● **Activity**
Out of the entries that follow, copy each line containing "below".

(Exercise material Opens)

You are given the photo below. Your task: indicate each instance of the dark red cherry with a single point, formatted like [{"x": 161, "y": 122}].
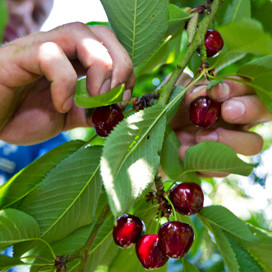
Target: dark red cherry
[
  {"x": 187, "y": 198},
  {"x": 104, "y": 119},
  {"x": 175, "y": 238},
  {"x": 204, "y": 112},
  {"x": 213, "y": 42},
  {"x": 149, "y": 253},
  {"x": 128, "y": 230}
]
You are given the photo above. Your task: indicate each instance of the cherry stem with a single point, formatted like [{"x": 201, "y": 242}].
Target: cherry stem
[
  {"x": 173, "y": 208},
  {"x": 84, "y": 251},
  {"x": 167, "y": 89}
]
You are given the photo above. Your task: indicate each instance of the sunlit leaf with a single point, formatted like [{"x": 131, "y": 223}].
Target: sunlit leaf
[
  {"x": 84, "y": 100},
  {"x": 130, "y": 157},
  {"x": 140, "y": 25},
  {"x": 16, "y": 226},
  {"x": 215, "y": 157}
]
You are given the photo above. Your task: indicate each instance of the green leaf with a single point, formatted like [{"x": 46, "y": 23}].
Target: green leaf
[
  {"x": 166, "y": 52},
  {"x": 16, "y": 226},
  {"x": 130, "y": 157},
  {"x": 256, "y": 67},
  {"x": 233, "y": 10},
  {"x": 31, "y": 176},
  {"x": 8, "y": 262},
  {"x": 98, "y": 23},
  {"x": 84, "y": 100},
  {"x": 241, "y": 37},
  {"x": 67, "y": 197},
  {"x": 214, "y": 82},
  {"x": 188, "y": 267},
  {"x": 224, "y": 246},
  {"x": 262, "y": 250},
  {"x": 140, "y": 25},
  {"x": 170, "y": 160},
  {"x": 246, "y": 261},
  {"x": 3, "y": 18},
  {"x": 215, "y": 157},
  {"x": 177, "y": 18},
  {"x": 227, "y": 221}
]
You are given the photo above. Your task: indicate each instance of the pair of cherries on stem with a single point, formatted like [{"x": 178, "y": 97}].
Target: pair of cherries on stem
[{"x": 174, "y": 238}]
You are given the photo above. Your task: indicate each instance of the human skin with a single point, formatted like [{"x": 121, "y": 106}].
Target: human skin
[
  {"x": 25, "y": 17},
  {"x": 241, "y": 110},
  {"x": 39, "y": 75}
]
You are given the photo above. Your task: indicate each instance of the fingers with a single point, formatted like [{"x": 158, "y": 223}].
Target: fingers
[
  {"x": 245, "y": 110},
  {"x": 53, "y": 54},
  {"x": 123, "y": 67}
]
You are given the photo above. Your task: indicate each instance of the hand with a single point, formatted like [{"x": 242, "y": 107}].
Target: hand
[
  {"x": 241, "y": 109},
  {"x": 38, "y": 77}
]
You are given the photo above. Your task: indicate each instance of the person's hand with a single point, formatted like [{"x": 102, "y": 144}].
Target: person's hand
[
  {"x": 38, "y": 78},
  {"x": 241, "y": 109}
]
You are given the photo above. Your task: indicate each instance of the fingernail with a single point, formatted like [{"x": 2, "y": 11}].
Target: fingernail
[
  {"x": 221, "y": 92},
  {"x": 207, "y": 136},
  {"x": 105, "y": 86},
  {"x": 198, "y": 89},
  {"x": 127, "y": 95},
  {"x": 234, "y": 109},
  {"x": 68, "y": 104}
]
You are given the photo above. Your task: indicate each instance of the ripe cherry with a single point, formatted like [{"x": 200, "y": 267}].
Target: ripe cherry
[
  {"x": 175, "y": 238},
  {"x": 213, "y": 42},
  {"x": 149, "y": 253},
  {"x": 128, "y": 230},
  {"x": 187, "y": 198},
  {"x": 204, "y": 111},
  {"x": 104, "y": 119}
]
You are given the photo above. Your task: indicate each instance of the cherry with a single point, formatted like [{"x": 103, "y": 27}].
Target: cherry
[
  {"x": 149, "y": 253},
  {"x": 175, "y": 238},
  {"x": 127, "y": 230},
  {"x": 104, "y": 119},
  {"x": 204, "y": 111},
  {"x": 187, "y": 198},
  {"x": 213, "y": 42}
]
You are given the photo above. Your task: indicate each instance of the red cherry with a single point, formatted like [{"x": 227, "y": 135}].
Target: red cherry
[
  {"x": 213, "y": 42},
  {"x": 204, "y": 111},
  {"x": 149, "y": 253},
  {"x": 187, "y": 198},
  {"x": 104, "y": 119},
  {"x": 175, "y": 238},
  {"x": 128, "y": 230}
]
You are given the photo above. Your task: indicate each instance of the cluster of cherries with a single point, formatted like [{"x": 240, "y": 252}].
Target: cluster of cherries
[{"x": 174, "y": 238}]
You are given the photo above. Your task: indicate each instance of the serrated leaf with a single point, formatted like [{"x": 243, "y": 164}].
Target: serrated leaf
[
  {"x": 140, "y": 25},
  {"x": 130, "y": 157},
  {"x": 8, "y": 262},
  {"x": 233, "y": 10},
  {"x": 67, "y": 197},
  {"x": 188, "y": 267},
  {"x": 224, "y": 246},
  {"x": 16, "y": 226},
  {"x": 84, "y": 100},
  {"x": 30, "y": 177},
  {"x": 246, "y": 261},
  {"x": 177, "y": 18},
  {"x": 241, "y": 37},
  {"x": 256, "y": 67},
  {"x": 215, "y": 157},
  {"x": 214, "y": 82},
  {"x": 227, "y": 221},
  {"x": 261, "y": 250}
]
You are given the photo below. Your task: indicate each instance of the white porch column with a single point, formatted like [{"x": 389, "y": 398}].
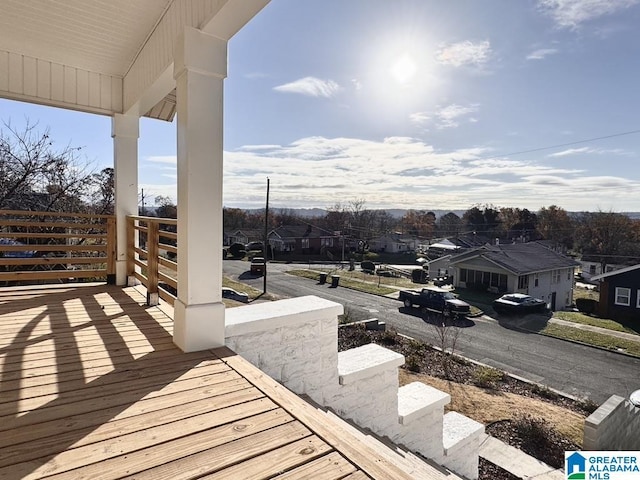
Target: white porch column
[
  {"x": 125, "y": 133},
  {"x": 199, "y": 69}
]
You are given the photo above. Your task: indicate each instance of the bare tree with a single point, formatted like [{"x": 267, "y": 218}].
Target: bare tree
[
  {"x": 446, "y": 334},
  {"x": 36, "y": 176}
]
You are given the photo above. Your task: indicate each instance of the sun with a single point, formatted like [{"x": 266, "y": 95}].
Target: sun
[{"x": 404, "y": 69}]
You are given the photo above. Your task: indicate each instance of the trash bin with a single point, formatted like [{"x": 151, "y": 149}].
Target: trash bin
[{"x": 419, "y": 275}]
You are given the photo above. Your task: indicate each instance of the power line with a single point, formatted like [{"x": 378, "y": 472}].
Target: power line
[{"x": 560, "y": 145}]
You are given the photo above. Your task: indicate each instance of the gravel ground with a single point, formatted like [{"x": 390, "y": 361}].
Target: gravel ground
[{"x": 528, "y": 434}]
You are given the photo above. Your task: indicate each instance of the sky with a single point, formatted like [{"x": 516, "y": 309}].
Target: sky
[{"x": 421, "y": 104}]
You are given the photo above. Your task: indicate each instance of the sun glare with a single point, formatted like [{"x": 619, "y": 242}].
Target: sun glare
[{"x": 404, "y": 69}]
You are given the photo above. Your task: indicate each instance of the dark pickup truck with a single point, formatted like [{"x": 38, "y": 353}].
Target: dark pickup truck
[{"x": 436, "y": 300}]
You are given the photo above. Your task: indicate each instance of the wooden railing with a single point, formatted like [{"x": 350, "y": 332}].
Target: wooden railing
[
  {"x": 151, "y": 246},
  {"x": 55, "y": 246}
]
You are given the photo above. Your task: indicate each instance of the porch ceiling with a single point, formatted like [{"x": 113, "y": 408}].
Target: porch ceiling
[
  {"x": 102, "y": 36},
  {"x": 105, "y": 56}
]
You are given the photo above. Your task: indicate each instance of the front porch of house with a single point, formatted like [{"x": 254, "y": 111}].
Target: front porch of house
[
  {"x": 93, "y": 387},
  {"x": 97, "y": 380}
]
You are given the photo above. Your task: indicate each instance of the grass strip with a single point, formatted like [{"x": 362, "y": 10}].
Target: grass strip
[
  {"x": 577, "y": 317},
  {"x": 346, "y": 282},
  {"x": 592, "y": 338},
  {"x": 244, "y": 288}
]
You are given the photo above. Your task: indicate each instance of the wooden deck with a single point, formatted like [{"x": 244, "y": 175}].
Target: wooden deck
[{"x": 92, "y": 387}]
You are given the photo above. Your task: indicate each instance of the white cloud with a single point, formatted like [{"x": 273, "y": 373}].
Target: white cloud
[
  {"x": 419, "y": 118},
  {"x": 166, "y": 159},
  {"x": 572, "y": 13},
  {"x": 401, "y": 172},
  {"x": 311, "y": 86},
  {"x": 573, "y": 151},
  {"x": 465, "y": 53},
  {"x": 598, "y": 151},
  {"x": 541, "y": 53},
  {"x": 449, "y": 116}
]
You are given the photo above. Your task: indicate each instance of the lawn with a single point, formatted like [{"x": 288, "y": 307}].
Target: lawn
[
  {"x": 592, "y": 338},
  {"x": 349, "y": 280},
  {"x": 577, "y": 317}
]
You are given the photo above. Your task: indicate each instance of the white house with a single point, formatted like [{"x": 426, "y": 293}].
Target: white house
[{"x": 529, "y": 268}]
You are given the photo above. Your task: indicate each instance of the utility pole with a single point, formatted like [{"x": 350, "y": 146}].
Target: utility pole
[
  {"x": 142, "y": 197},
  {"x": 266, "y": 239}
]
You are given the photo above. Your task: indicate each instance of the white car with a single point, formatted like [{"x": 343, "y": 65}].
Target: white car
[
  {"x": 232, "y": 294},
  {"x": 519, "y": 303}
]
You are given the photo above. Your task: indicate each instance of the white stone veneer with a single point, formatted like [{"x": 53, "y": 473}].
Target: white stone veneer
[{"x": 295, "y": 341}]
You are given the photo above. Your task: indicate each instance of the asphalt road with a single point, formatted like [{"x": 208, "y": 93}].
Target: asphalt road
[{"x": 571, "y": 368}]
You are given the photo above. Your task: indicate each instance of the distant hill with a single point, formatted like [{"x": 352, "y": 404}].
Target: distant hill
[{"x": 320, "y": 212}]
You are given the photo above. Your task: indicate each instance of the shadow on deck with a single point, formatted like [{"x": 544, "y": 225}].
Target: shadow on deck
[{"x": 91, "y": 386}]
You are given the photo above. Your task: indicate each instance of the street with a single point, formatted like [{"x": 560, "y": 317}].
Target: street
[{"x": 571, "y": 368}]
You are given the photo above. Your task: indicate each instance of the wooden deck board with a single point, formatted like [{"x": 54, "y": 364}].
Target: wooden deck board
[{"x": 92, "y": 387}]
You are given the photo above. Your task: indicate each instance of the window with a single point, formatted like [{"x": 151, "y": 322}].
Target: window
[
  {"x": 623, "y": 296},
  {"x": 463, "y": 274},
  {"x": 326, "y": 242},
  {"x": 523, "y": 282}
]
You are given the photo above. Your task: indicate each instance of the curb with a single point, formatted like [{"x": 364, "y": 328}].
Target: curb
[
  {"x": 511, "y": 375},
  {"x": 577, "y": 342}
]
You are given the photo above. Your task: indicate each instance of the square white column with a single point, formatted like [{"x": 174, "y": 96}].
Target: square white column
[
  {"x": 125, "y": 132},
  {"x": 199, "y": 69}
]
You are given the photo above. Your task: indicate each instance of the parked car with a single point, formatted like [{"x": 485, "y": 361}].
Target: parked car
[
  {"x": 254, "y": 246},
  {"x": 519, "y": 303},
  {"x": 232, "y": 294},
  {"x": 436, "y": 300},
  {"x": 258, "y": 266}
]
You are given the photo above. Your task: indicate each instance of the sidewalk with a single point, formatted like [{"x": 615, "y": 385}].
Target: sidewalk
[{"x": 516, "y": 461}]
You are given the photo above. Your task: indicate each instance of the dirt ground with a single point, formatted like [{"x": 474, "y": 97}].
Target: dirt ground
[{"x": 487, "y": 406}]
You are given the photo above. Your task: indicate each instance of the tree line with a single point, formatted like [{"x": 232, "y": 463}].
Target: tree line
[
  {"x": 36, "y": 175},
  {"x": 606, "y": 235}
]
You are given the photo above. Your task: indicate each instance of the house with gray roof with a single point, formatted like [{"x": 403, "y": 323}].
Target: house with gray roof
[
  {"x": 305, "y": 239},
  {"x": 530, "y": 268}
]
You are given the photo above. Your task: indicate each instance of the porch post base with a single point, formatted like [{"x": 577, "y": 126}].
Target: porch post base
[
  {"x": 198, "y": 327},
  {"x": 121, "y": 273}
]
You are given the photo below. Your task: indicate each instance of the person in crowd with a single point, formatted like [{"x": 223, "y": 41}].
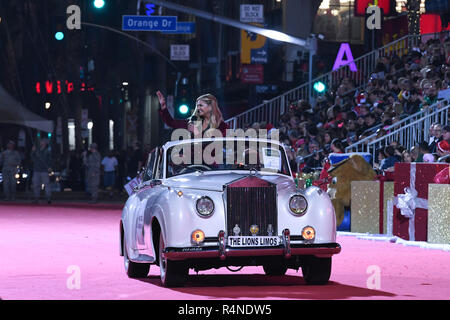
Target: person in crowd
[
  {"x": 414, "y": 153},
  {"x": 135, "y": 160},
  {"x": 446, "y": 133},
  {"x": 443, "y": 150},
  {"x": 412, "y": 105},
  {"x": 93, "y": 162},
  {"x": 436, "y": 138},
  {"x": 10, "y": 159},
  {"x": 406, "y": 156},
  {"x": 75, "y": 169},
  {"x": 315, "y": 161},
  {"x": 109, "y": 164},
  {"x": 42, "y": 166},
  {"x": 390, "y": 159},
  {"x": 206, "y": 115},
  {"x": 429, "y": 157}
]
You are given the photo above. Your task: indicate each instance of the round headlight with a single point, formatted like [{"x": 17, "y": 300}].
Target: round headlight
[
  {"x": 205, "y": 206},
  {"x": 298, "y": 204}
]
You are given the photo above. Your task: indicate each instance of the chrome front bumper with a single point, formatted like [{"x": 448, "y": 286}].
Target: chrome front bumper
[{"x": 222, "y": 251}]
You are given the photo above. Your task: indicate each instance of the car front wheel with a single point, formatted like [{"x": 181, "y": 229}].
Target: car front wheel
[
  {"x": 134, "y": 270},
  {"x": 173, "y": 273},
  {"x": 316, "y": 270}
]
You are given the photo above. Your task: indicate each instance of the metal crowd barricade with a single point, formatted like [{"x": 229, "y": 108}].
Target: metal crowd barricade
[
  {"x": 271, "y": 110},
  {"x": 415, "y": 131}
]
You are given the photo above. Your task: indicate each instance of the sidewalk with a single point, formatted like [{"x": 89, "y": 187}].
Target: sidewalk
[{"x": 69, "y": 196}]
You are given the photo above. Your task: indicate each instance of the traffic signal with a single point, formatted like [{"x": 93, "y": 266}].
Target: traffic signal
[
  {"x": 319, "y": 87},
  {"x": 183, "y": 100},
  {"x": 59, "y": 35}
]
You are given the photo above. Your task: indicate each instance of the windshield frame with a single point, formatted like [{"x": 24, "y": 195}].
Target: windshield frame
[{"x": 269, "y": 143}]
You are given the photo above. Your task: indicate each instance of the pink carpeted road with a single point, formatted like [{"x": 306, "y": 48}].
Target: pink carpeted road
[{"x": 44, "y": 247}]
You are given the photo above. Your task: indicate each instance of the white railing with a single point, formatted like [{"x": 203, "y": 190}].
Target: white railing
[
  {"x": 412, "y": 133},
  {"x": 271, "y": 110}
]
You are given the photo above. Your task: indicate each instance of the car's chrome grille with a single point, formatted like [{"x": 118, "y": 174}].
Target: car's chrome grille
[{"x": 247, "y": 206}]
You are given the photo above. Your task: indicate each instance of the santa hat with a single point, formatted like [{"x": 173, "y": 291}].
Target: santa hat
[
  {"x": 428, "y": 157},
  {"x": 361, "y": 98},
  {"x": 444, "y": 146}
]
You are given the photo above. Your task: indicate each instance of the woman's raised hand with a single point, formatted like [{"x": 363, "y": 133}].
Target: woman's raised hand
[{"x": 162, "y": 100}]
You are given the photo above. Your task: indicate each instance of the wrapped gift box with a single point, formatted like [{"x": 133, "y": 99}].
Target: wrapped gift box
[
  {"x": 411, "y": 180},
  {"x": 369, "y": 206},
  {"x": 439, "y": 213}
]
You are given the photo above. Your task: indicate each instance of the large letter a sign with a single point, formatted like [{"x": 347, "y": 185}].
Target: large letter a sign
[{"x": 345, "y": 50}]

(Exercise material Closes)

● **Output**
You are given the photo below. Your task: indicate each instance of the dark red cherry with a single point, formatted like [{"x": 161, "y": 122}].
You are given the photo below. Your task: indicate each instance of the white porch column with a single point, formatted like [{"x": 389, "y": 398}].
You are given the photo below. Your task: indicate each instance of the person in crowd with a single point, formatted like [{"x": 223, "y": 41}].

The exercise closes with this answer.